■ EXERCISE BRIEF ■
Quote the part of the Nesrine Malik page that opens with the words "They will not" and closes with "raised high enough.".

Nesrine Malik

Sudanese-born journalist and author

Nesrine Malik is a Sudanese-born journalist based in London. The author of We Need New Stories: Challenging the Toxic Myths Behind Our Age of Discontent, Malik is a columnist for The Guardian and served as a panellist on the BBC's weekly news discussion programme Dateline London.

Quotes edit

  • It is because Britain was breaking that Brexit happened in the first place. It was a necessary, phantom new road to prosperity when all other roads had reached a dead end. In that sense, it has been a success. Because when it did happen, the shock was so huge that it diverted attention away from all the reasons that it had come about in the first place. To those who opposed Brexit, leaving the EU was not only a political event, it was an emotional and cultural one too: a physical wrenching from a liberal fraternity, perpetrated by liars and charlatans and maybe even shady foreign influence. The feelings Brexit inspires are understandably strong. But they are also broadly wasted when their purpose is merely to reverse Brexit, to fixate on Brexit as a uniquely calamitous event that is bringing about Britain’s decline, rather than a secondary cause of that decline.
  • Over the past decade, almost 22 million people have been displaced every year by weather-related events. The projection is even more staggering. By 2050, the forecast is that 1.2 billion people will join the ranks of climate migrants, most of them from the countries with the lowest capacity to deal with the fallout from global heating.
    They will not all be fleeing a fire or a flood. The climate crisis is not about a single photogenic weather event. The climate crisis is war, it is poverty, it is radicalisation, it is the disappearance of the habitat families have lived in for generations, and it is the geopolitical and security fallout of collapsing ways of making a living. The result is a movement crudely summed up as a "refugee crisis" – a description that makes a constant churn of displacement sound like an exotic temporary phenomenon that will abate, or can be quarantined to other countries, if only the barriers are raised high enough.

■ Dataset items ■
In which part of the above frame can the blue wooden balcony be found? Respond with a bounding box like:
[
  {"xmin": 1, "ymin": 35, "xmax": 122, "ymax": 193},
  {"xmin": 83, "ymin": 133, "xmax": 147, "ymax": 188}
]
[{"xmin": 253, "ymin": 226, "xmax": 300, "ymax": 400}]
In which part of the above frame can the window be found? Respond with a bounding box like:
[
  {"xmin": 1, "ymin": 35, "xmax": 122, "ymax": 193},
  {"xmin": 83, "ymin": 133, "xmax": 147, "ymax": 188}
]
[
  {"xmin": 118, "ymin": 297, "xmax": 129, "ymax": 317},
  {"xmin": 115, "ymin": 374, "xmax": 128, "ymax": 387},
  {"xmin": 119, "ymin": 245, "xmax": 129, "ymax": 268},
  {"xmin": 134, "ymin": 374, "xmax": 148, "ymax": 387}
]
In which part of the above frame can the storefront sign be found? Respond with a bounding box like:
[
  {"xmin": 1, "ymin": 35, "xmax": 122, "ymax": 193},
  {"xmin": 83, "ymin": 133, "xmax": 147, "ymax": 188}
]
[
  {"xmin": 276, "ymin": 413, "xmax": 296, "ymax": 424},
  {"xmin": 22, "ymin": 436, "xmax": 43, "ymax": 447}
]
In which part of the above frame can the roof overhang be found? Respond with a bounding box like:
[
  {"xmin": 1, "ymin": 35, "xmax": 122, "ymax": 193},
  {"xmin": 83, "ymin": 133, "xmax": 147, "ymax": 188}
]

■ SOLUTION FOR THIS PROBLEM ■
They will not all be fleeing a fire or a flood. The climate crisis is not about a single photogenic weather event. The climate crisis is war, it is poverty, it is radicalisation, it is the disappearance of the habitat families have lived in for generations, and it is the geopolitical and security fallout of collapsing ways of making a living. The result is a movement crudely summed up as a "refugee crisis" – a description that makes a constant churn of displacement sound like an exotic temporary phenomenon that will abate, or can be quarantined to other countries, if only the barriers are raised high enough.